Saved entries
----

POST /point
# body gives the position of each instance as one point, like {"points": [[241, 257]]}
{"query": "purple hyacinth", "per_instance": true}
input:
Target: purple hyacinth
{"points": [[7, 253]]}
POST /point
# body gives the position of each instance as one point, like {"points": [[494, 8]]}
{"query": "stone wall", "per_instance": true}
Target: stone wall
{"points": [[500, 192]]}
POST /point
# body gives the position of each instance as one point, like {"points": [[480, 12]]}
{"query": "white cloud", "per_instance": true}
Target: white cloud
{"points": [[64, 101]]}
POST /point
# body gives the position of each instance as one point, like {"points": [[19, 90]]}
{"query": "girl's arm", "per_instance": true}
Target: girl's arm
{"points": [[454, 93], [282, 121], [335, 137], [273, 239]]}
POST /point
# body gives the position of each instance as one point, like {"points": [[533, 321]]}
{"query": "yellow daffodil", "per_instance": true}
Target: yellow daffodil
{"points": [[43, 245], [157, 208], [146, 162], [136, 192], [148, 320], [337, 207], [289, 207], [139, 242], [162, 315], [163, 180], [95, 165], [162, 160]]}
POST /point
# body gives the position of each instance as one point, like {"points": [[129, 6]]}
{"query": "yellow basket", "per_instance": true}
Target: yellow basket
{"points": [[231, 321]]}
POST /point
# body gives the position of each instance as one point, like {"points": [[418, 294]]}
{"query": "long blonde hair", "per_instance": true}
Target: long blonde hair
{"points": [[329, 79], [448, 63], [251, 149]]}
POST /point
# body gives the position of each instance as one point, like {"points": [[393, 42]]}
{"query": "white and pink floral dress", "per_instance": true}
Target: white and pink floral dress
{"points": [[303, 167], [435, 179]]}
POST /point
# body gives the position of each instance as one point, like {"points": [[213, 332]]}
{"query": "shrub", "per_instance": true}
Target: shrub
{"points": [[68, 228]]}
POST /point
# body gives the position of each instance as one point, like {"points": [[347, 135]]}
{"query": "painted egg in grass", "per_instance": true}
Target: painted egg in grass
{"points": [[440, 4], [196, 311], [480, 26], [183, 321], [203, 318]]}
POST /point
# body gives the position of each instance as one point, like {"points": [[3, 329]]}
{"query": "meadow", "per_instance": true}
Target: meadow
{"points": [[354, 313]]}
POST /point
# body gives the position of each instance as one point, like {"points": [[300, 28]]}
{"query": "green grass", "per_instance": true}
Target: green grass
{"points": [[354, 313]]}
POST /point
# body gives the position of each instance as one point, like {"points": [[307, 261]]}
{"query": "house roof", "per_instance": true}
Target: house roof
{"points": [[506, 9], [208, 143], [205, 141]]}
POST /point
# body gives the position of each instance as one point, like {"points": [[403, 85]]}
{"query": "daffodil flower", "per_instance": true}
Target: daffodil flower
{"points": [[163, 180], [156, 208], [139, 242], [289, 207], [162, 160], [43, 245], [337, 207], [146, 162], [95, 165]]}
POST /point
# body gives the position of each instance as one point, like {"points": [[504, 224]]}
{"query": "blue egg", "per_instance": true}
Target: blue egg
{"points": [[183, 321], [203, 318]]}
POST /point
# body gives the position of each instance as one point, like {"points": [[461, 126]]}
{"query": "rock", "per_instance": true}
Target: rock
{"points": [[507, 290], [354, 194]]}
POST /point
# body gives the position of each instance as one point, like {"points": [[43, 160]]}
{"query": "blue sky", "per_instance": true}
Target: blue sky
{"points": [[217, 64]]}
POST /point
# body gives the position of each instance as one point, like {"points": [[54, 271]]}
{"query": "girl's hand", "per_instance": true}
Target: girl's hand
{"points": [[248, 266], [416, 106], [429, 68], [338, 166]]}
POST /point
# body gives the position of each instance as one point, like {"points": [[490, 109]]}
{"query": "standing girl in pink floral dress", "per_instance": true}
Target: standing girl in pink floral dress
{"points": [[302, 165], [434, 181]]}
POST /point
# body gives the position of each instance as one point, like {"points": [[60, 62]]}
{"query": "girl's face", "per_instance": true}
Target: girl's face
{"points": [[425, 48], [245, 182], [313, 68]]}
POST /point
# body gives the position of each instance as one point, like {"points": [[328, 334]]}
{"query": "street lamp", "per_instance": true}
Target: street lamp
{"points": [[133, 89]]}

----

Repeat the data verbatim.

POST /point
# body gives the position of each instance as one point, like {"points": [[241, 257]]}
{"query": "purple hyacinth", "per_instance": true}
input:
Target: purple hyacinth
{"points": [[7, 253]]}
POST /point
# body gives the position of each instance as one point, like {"points": [[494, 8]]}
{"query": "stone wall", "per_instance": true}
Target: stone wall
{"points": [[500, 192]]}
POST /point
# body gives the position of each instance as one point, like {"points": [[480, 12]]}
{"query": "white cloud", "per_instance": true}
Target: white cloud
{"points": [[64, 101]]}
POST /point
# body gives the position of each instance as one point, like {"points": [[19, 90]]}
{"query": "girl's arm", "per_instance": true}
Target: girl's arm
{"points": [[454, 93], [282, 121], [335, 137], [273, 239]]}
POST /point
# body gives the position of each instance as one point, like {"points": [[533, 321]]}
{"query": "yellow daffodil", "per_instance": true}
Target: yellow daffodil
{"points": [[43, 245], [157, 208], [146, 162], [136, 192], [148, 320], [337, 207], [289, 207], [139, 242], [162, 315], [163, 180], [95, 165], [162, 160]]}
POST /point
# body gives the position of each instance as one point, like {"points": [[129, 6]]}
{"query": "yellow basket", "per_instance": true}
Target: yellow basket
{"points": [[231, 321]]}
POST /point
# body gives the position of each instance as one point, like {"points": [[418, 294]]}
{"query": "long blonde hair", "per_instance": true}
Target: long blonde hair
{"points": [[329, 79], [448, 63], [251, 149]]}
POST /point
# body gives the position of each instance as one point, like {"points": [[393, 42]]}
{"query": "white and pink floral dress", "per_instance": true}
Target: white and pink floral dress
{"points": [[303, 167], [435, 179]]}
POST /point
# body gives the position of each instance as one point, like {"points": [[213, 332]]}
{"query": "shrub", "per_instance": true}
Target: shrub
{"points": [[68, 228]]}
POST /point
# body gives the position of each instance as one point, like {"points": [[347, 135]]}
{"query": "painted egg in grass", "per_instance": true}
Target: painted egg in grass
{"points": [[440, 4], [196, 311], [480, 26], [183, 321], [203, 318]]}
POST /point
# body gives the position of each instance as one point, like {"points": [[3, 329]]}
{"query": "meadow", "per_instance": true}
Target: meadow
{"points": [[354, 313]]}
POST /point
# body gives the position of each instance as one point, like {"points": [[300, 28]]}
{"query": "green grass", "per_instance": true}
Target: green grass
{"points": [[354, 313]]}
POST /point
# body gives the position of each instance as one point, like {"points": [[307, 261]]}
{"query": "house roof", "per_instance": true}
Target: house roof
{"points": [[506, 9], [208, 143], [205, 141]]}
POST /point
# body gives the position of each instance as one point, like {"points": [[403, 85]]}
{"query": "daffodil flower", "per_instance": true}
Target: daffodil flower
{"points": [[163, 180], [156, 208], [139, 242], [289, 207], [162, 160], [43, 245], [337, 207], [146, 162], [95, 165]]}
POST /point
# body gives the position of each instance as one point, like {"points": [[504, 224]]}
{"query": "blue egg", "per_instance": true}
Target: blue egg
{"points": [[183, 321], [203, 318]]}
POST /point
# body gives the position of each instance as one point, like {"points": [[461, 126]]}
{"query": "rock", "per_instance": true}
Target: rock
{"points": [[507, 290], [354, 194]]}
POST /point
# body gives the position of each instance as one point, like {"points": [[43, 160]]}
{"query": "blue sky", "per_instance": true}
Target: blue sky
{"points": [[217, 64]]}
POST /point
# body gives the position of each instance as one point, like {"points": [[54, 271]]}
{"query": "girl's hand", "per_instance": true}
Target: girl's hand
{"points": [[248, 266], [416, 106], [429, 68], [338, 166]]}
POST /point
# body gives the position of each instance as one point, like {"points": [[490, 109]]}
{"query": "standing girl in pink floral dress", "per_instance": true}
Target: standing girl in pink floral dress
{"points": [[302, 165], [434, 181]]}
POST /point
# body gives the position of each instance as one point, like {"points": [[60, 62]]}
{"query": "girl's face", "per_instance": true}
Target: girl's face
{"points": [[425, 48], [245, 182], [313, 68]]}
POST /point
# body gives the position of each instance as one point, like {"points": [[328, 334]]}
{"query": "street lamp", "per_instance": true}
Target: street lamp
{"points": [[133, 89]]}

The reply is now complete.